*Task objective*
Nothing in the records may change. Output them all exactly.

------------------------------------------------------------

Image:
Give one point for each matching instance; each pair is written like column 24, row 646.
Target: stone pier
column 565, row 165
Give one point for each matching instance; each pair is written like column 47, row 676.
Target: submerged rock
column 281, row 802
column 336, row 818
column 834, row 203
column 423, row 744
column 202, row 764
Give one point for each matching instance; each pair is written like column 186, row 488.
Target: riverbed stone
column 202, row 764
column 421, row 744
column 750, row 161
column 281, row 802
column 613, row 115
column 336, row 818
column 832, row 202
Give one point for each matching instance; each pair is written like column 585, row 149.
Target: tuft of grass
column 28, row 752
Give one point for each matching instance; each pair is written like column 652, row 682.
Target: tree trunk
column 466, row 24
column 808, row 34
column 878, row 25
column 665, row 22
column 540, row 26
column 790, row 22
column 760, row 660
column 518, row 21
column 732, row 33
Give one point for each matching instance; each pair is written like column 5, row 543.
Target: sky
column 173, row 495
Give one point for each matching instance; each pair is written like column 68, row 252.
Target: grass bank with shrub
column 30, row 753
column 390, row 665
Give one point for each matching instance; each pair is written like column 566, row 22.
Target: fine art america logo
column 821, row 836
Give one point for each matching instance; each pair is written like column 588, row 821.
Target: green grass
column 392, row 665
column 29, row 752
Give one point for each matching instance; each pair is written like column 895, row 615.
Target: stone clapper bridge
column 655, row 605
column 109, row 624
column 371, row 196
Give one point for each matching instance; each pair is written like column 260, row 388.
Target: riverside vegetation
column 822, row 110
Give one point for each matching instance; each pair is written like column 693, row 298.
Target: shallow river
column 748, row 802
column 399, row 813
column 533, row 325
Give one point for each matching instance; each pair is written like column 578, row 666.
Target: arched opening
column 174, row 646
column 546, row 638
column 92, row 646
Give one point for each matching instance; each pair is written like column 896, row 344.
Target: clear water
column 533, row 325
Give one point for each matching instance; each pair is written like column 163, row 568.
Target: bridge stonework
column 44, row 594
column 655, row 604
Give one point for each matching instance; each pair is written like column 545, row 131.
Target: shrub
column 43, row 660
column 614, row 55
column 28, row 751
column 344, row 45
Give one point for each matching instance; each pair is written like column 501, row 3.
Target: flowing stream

------------------------------------------------------------

*Output of the task*
Image:
Give one point for each matching instance; each pair is written like column 24, row 646.
Target: stone pier
column 565, row 165
Give one point for each matching instance; each pair is written like column 47, row 676.
Target: submerged rock
column 281, row 802
column 336, row 818
column 834, row 203
column 423, row 744
column 202, row 764
Give one point for each matching instance; each pair is written like column 186, row 488.
Target: riverbed stone
column 202, row 764
column 421, row 744
column 750, row 161
column 281, row 802
column 613, row 115
column 336, row 818
column 832, row 202
Give one point for each matching instance; each pair is written like column 585, row 149.
Target: tuft of grass
column 28, row 752
Give one point for each matching instance; each pair is written like column 652, row 682.
Target: tree trunk
column 466, row 24
column 808, row 34
column 878, row 25
column 665, row 22
column 540, row 26
column 790, row 22
column 760, row 660
column 518, row 21
column 732, row 33
Give one point for each matching instance; each pair is written like column 5, row 543.
Target: sky
column 173, row 495
Give one point for each matching instance; each pair is written like column 68, row 252.
Target: grass bank with shrub
column 30, row 753
column 390, row 665
Give one point for each matching instance; each pair is written like column 566, row 22.
Target: fine art america logo
column 821, row 836
Give one point for each matching instance; each pair is written like column 588, row 821.
Target: green grass
column 392, row 665
column 29, row 752
Give one point for each matching instance; each pair is written like column 895, row 615.
Target: stone clapper bridge
column 655, row 605
column 109, row 624
column 371, row 196
Give one point for each matching instance; each pair is written like column 260, row 388.
Target: riverside vegetation
column 822, row 110
Give one point for each matching instance; each pair is written like column 693, row 298.
Target: shallow river
column 748, row 802
column 399, row 813
column 533, row 325
Give one point for each matching instance; each pair is written like column 578, row 666.
Target: arched opening
column 174, row 646
column 546, row 638
column 92, row 646
Give one point for each matching instance; each pair is written like column 896, row 344.
Target: clear water
column 533, row 325
Give one point for each matching instance; each pair is written like column 163, row 568.
Target: bridge stonework
column 44, row 594
column 655, row 604
Give one point for each matching instance; each pair is written like column 545, row 131.
Target: shrub
column 43, row 660
column 614, row 55
column 28, row 751
column 344, row 45
Give one point for each matching instance; each pair is written like column 501, row 3.
Target: flowing stream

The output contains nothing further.